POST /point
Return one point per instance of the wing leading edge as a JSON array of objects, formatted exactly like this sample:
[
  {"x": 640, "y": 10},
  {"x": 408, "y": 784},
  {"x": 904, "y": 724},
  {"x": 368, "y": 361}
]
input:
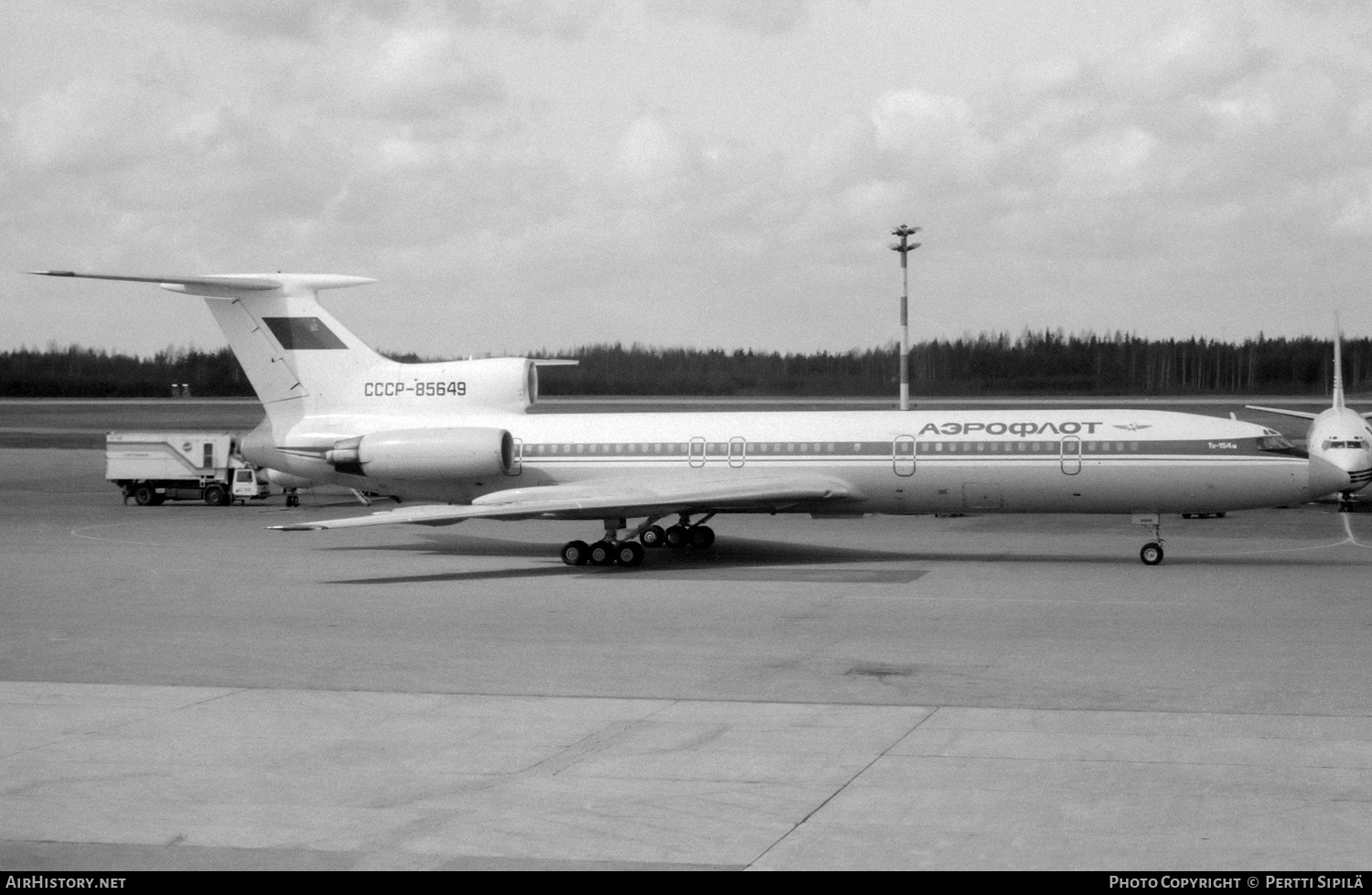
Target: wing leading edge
[{"x": 595, "y": 501}]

#### Problem statement
Please copy the listing above word for word, leaving out the picture.

#### Final answer
POST /point
Return one point per instance of the wing leading edge as a JSON array of objects, formatted exactly like this sample:
[
  {"x": 640, "y": 10},
  {"x": 408, "y": 784},
  {"x": 904, "y": 724},
  {"x": 368, "y": 361}
]
input:
Target: wing leading edge
[{"x": 595, "y": 501}]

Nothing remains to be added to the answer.